> **Material shown**:
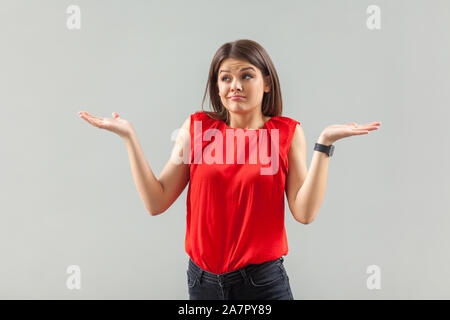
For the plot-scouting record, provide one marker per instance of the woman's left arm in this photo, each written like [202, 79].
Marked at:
[305, 189]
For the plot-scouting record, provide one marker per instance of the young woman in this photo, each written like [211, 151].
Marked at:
[235, 235]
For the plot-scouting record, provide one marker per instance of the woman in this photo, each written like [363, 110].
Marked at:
[235, 234]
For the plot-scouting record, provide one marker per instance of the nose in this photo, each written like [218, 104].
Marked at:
[236, 86]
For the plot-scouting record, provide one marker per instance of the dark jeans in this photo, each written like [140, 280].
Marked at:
[264, 281]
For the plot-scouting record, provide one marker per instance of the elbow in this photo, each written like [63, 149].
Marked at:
[306, 219]
[154, 212]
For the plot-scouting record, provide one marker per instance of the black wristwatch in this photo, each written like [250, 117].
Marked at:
[329, 150]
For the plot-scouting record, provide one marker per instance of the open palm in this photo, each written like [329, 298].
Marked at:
[117, 125]
[339, 131]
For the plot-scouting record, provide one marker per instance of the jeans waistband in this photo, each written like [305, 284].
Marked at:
[228, 276]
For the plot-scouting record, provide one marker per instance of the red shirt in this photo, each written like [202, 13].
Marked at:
[235, 208]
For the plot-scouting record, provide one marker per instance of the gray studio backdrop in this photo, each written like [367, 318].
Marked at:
[67, 193]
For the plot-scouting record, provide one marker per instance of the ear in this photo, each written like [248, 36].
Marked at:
[267, 84]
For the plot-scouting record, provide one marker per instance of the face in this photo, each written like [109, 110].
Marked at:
[238, 77]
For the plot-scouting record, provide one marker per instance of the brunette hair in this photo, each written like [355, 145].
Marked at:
[255, 54]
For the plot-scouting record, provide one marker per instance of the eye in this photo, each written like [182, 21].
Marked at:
[244, 75]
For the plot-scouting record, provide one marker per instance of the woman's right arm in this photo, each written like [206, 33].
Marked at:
[156, 194]
[159, 194]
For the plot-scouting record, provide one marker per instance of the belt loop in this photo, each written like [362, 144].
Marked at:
[244, 275]
[200, 276]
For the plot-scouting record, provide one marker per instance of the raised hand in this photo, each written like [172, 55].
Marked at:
[117, 125]
[338, 131]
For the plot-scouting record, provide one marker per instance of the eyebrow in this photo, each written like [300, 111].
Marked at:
[241, 69]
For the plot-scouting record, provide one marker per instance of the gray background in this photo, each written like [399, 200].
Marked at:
[67, 193]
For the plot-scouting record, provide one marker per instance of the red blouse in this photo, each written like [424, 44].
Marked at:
[235, 201]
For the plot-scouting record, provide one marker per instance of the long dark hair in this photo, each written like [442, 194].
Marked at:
[254, 53]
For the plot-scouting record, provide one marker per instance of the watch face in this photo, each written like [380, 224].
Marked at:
[331, 150]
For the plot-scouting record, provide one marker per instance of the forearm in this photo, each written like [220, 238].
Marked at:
[310, 196]
[148, 186]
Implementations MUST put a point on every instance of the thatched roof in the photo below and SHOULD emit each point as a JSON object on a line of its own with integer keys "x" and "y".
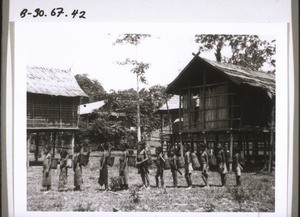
{"x": 54, "y": 82}
{"x": 89, "y": 108}
{"x": 237, "y": 74}
{"x": 172, "y": 103}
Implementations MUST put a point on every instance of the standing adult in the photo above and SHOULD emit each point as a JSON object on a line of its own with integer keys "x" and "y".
{"x": 228, "y": 158}
{"x": 188, "y": 166}
{"x": 160, "y": 161}
{"x": 123, "y": 170}
{"x": 63, "y": 174}
{"x": 47, "y": 169}
{"x": 222, "y": 163}
{"x": 103, "y": 178}
{"x": 174, "y": 166}
{"x": 141, "y": 163}
{"x": 237, "y": 168}
{"x": 77, "y": 168}
{"x": 204, "y": 164}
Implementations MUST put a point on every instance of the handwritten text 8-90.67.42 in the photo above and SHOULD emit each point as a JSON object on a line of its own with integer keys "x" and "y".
{"x": 55, "y": 12}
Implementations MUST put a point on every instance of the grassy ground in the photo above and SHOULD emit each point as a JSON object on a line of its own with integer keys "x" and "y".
{"x": 257, "y": 193}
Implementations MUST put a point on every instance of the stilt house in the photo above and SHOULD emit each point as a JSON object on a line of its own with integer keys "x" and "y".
{"x": 224, "y": 103}
{"x": 53, "y": 96}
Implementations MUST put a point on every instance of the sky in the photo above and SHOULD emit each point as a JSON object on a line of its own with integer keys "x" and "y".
{"x": 88, "y": 48}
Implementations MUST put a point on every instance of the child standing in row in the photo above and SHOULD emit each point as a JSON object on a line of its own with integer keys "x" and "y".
{"x": 124, "y": 171}
{"x": 47, "y": 169}
{"x": 237, "y": 168}
{"x": 78, "y": 181}
{"x": 222, "y": 163}
{"x": 160, "y": 167}
{"x": 204, "y": 164}
{"x": 188, "y": 166}
{"x": 63, "y": 174}
{"x": 103, "y": 178}
{"x": 141, "y": 163}
{"x": 174, "y": 167}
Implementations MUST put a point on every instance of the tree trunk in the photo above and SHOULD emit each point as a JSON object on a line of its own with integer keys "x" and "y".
{"x": 272, "y": 139}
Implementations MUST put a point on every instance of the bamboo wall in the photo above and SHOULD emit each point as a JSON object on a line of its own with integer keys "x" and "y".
{"x": 211, "y": 107}
{"x": 45, "y": 111}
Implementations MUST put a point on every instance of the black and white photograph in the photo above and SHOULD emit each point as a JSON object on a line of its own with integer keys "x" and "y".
{"x": 136, "y": 119}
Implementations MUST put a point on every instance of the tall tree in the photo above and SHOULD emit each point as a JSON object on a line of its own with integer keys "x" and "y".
{"x": 91, "y": 87}
{"x": 139, "y": 68}
{"x": 246, "y": 50}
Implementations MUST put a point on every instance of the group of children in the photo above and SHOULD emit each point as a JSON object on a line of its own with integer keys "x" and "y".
{"x": 222, "y": 163}
{"x": 170, "y": 160}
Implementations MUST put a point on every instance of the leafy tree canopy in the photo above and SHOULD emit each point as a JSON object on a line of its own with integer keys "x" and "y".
{"x": 134, "y": 39}
{"x": 92, "y": 88}
{"x": 246, "y": 50}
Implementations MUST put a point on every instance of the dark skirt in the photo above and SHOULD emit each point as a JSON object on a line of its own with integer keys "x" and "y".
{"x": 78, "y": 181}
{"x": 63, "y": 178}
{"x": 46, "y": 179}
{"x": 103, "y": 177}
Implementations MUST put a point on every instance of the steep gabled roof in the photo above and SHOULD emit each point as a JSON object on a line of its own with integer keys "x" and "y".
{"x": 172, "y": 103}
{"x": 54, "y": 82}
{"x": 88, "y": 108}
{"x": 237, "y": 74}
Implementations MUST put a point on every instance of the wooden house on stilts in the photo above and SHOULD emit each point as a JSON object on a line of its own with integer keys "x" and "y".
{"x": 53, "y": 96}
{"x": 225, "y": 103}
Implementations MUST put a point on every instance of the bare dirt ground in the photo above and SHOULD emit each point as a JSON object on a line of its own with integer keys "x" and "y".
{"x": 257, "y": 193}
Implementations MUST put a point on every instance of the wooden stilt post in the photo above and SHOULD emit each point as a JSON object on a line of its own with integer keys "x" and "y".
{"x": 36, "y": 151}
{"x": 28, "y": 147}
{"x": 231, "y": 149}
{"x": 272, "y": 139}
{"x": 73, "y": 143}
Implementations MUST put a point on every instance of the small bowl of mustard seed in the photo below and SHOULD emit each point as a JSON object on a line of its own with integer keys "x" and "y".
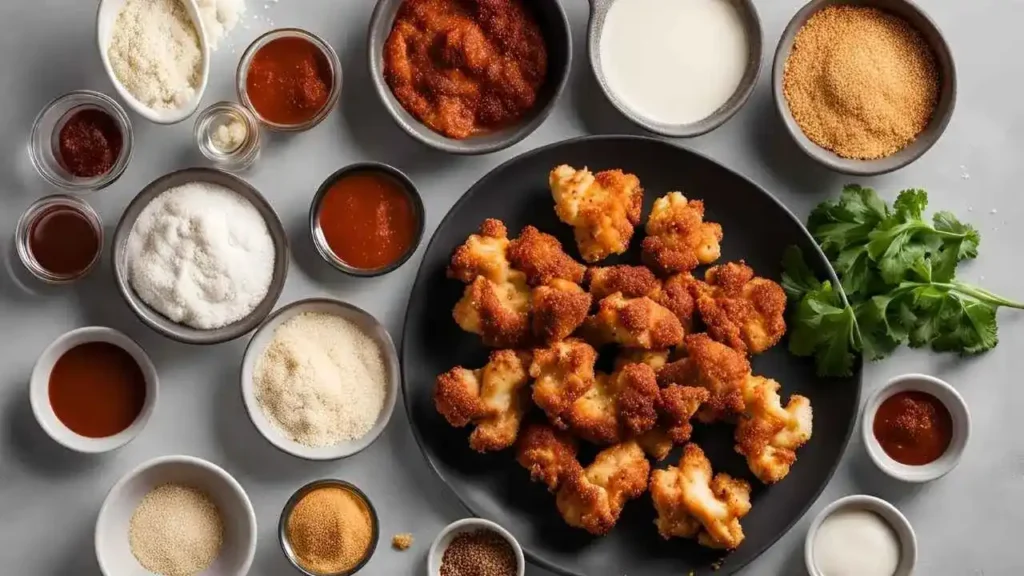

> **Exercise aim**:
What lines in the listing above hold the string "face"? List them.

> **Output below**:
For the plot-scouting record, provide one marker per instance of the face in this photo, each written like [109, 110].
For the plot-scouting record, provide one marker per instance of the watch face in this photo, each written like [380, 224].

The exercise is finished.